Aim of the task —
Change "asphalt track surface" to "grass infield" in the items below, and reproduce every other line unchanged.

-- START Extracted material --

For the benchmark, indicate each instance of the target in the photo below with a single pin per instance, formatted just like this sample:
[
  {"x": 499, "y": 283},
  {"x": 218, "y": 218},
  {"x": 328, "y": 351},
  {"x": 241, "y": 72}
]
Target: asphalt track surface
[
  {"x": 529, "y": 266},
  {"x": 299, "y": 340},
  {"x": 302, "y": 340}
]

-- END Extracted material --

Output below —
For the benchmark, indicate each instance of the target in the photo below with a single pin per instance, formatted just like this sample:
[
  {"x": 499, "y": 283},
  {"x": 218, "y": 218},
  {"x": 328, "y": 351},
  {"x": 241, "y": 72}
]
Target: grass infield
[
  {"x": 529, "y": 266},
  {"x": 299, "y": 340},
  {"x": 302, "y": 340}
]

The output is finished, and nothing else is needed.